WHAT YOU HAVE TO DO:
Copy the lines of the records below verbatim, from the line with "Task: find the concrete" to the line with "point(533, 132)", both included.
-- BEGIN ENTRIES SUPPLIED --
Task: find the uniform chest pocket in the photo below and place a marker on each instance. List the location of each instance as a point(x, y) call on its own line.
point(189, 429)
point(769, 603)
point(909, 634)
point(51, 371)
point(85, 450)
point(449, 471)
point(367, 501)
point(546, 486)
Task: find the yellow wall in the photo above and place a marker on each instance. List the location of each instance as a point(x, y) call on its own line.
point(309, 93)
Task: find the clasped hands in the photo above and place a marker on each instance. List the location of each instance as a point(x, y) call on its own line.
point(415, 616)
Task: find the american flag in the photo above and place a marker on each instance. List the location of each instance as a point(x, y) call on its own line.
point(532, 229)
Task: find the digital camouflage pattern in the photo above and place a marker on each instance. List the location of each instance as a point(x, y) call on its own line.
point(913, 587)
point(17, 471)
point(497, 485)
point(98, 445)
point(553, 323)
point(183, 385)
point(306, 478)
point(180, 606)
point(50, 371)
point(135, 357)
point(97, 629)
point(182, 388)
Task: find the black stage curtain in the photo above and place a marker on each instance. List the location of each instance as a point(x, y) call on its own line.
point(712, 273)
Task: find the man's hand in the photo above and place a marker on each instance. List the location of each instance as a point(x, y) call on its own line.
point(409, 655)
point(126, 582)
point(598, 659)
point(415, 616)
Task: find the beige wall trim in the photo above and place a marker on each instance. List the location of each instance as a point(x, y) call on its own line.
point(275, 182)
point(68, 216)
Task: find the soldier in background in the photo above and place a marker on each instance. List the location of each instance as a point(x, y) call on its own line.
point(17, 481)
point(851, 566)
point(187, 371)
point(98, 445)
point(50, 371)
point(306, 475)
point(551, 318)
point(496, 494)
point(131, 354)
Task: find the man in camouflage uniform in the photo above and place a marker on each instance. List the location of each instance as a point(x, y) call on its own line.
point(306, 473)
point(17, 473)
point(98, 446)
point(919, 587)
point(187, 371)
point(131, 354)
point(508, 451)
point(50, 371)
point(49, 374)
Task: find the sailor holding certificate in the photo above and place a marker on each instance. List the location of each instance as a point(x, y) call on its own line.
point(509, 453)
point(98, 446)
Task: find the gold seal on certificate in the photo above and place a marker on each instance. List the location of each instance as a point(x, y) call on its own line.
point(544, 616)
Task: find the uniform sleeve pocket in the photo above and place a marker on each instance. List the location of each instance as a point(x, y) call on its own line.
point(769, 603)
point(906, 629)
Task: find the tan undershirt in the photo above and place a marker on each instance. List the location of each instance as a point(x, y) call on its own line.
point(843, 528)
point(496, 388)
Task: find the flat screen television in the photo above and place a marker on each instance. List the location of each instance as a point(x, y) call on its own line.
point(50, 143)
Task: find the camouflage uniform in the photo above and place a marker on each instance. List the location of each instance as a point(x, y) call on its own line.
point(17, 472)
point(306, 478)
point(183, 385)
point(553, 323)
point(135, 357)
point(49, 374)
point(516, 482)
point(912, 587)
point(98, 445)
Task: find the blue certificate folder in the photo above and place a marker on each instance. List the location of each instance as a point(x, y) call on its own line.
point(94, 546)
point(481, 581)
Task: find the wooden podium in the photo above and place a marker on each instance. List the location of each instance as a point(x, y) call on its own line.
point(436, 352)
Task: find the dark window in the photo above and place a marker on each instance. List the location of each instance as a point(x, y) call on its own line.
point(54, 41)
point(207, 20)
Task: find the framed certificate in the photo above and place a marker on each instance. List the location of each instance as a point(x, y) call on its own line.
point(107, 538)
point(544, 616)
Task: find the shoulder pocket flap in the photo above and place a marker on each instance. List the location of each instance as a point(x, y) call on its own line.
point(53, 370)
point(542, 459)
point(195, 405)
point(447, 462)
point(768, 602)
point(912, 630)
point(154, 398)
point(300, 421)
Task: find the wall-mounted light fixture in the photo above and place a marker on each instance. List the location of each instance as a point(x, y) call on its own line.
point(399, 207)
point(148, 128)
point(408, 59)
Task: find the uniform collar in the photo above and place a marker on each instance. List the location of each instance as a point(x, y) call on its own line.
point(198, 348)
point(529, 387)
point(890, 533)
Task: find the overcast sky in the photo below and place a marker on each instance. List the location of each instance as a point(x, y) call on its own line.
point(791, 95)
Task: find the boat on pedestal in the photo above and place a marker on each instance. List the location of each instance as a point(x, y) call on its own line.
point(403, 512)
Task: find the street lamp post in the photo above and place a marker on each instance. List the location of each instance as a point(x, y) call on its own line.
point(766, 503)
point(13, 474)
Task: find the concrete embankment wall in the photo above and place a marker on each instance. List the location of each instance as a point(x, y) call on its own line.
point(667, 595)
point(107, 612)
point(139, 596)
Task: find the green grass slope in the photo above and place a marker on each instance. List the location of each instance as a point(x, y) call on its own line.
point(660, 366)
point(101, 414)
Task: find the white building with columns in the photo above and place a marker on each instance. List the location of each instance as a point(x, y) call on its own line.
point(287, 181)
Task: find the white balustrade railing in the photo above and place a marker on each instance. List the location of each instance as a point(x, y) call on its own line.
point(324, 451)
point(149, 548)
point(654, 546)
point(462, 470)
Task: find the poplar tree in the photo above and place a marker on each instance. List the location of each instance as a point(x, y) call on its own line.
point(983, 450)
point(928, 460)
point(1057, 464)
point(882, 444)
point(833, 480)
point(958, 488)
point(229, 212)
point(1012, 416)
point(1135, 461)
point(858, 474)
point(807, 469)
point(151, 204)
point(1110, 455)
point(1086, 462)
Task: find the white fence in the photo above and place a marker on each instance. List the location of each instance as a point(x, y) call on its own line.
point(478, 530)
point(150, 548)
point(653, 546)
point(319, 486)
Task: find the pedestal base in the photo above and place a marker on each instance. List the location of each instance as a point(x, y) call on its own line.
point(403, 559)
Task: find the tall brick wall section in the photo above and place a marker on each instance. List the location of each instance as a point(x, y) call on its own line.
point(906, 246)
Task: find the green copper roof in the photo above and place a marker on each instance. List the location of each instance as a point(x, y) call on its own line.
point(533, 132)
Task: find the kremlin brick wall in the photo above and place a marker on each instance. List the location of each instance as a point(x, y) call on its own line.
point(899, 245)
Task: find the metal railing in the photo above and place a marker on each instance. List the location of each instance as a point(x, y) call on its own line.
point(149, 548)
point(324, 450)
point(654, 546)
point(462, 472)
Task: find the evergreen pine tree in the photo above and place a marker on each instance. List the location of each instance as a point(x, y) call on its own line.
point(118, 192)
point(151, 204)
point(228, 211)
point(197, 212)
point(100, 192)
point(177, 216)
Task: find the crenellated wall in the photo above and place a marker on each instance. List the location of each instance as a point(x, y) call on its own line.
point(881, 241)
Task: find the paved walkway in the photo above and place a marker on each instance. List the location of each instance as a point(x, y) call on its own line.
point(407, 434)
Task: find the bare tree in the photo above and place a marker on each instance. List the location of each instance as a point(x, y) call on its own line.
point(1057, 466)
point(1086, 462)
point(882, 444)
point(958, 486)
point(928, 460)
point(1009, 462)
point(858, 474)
-- END ENTRIES SUPPLIED --
WRITTEN REPLY:
Task: find the concrete embankment wall in the photo above and place a marker on each instance. List the location of each instance as a point(x, y) call on its own line.
point(667, 595)
point(107, 612)
point(139, 596)
Task: find the green grass slope in the photo above and place a marker on each instance. List the location of each instance as a point(x, y) call on its own line.
point(660, 366)
point(101, 414)
Task: find the white building with columns in the photo above and place a marker on each instance. List the location of each instance as a point(x, y) call on its own line.
point(287, 181)
Task: find the white balustrade railing in the photo above and place a marker on each instance. List the location of each instance as a point(x, y) call on its own line.
point(324, 451)
point(149, 548)
point(654, 546)
point(462, 470)
Task: find the poplar tree in the photo above and place a marker on each instance. List the location of each instance as a point(x, y) call on its own line.
point(983, 450)
point(928, 460)
point(1057, 464)
point(882, 444)
point(833, 480)
point(958, 488)
point(229, 212)
point(1012, 416)
point(1135, 461)
point(858, 474)
point(807, 469)
point(151, 204)
point(1110, 455)
point(1086, 462)
Task: find the white fence in the photo above and place a marker on each instance. List the location of each instance as a point(x, y) call on its own line.
point(478, 530)
point(150, 548)
point(653, 546)
point(319, 486)
Task: find the pedestal base in the photo above and place a marker on each instance. List the location of each instance as a point(x, y) call on its own line.
point(403, 559)
Task: find the tall brick wall section in the photo above and place a marker on each instance. List the location of each instance as a point(x, y) call on its own line.
point(906, 246)
Task: find the green copper roof in the photo above and place a marker on each instance. List the location of each instance as a point(x, y) call on its own line.
point(533, 132)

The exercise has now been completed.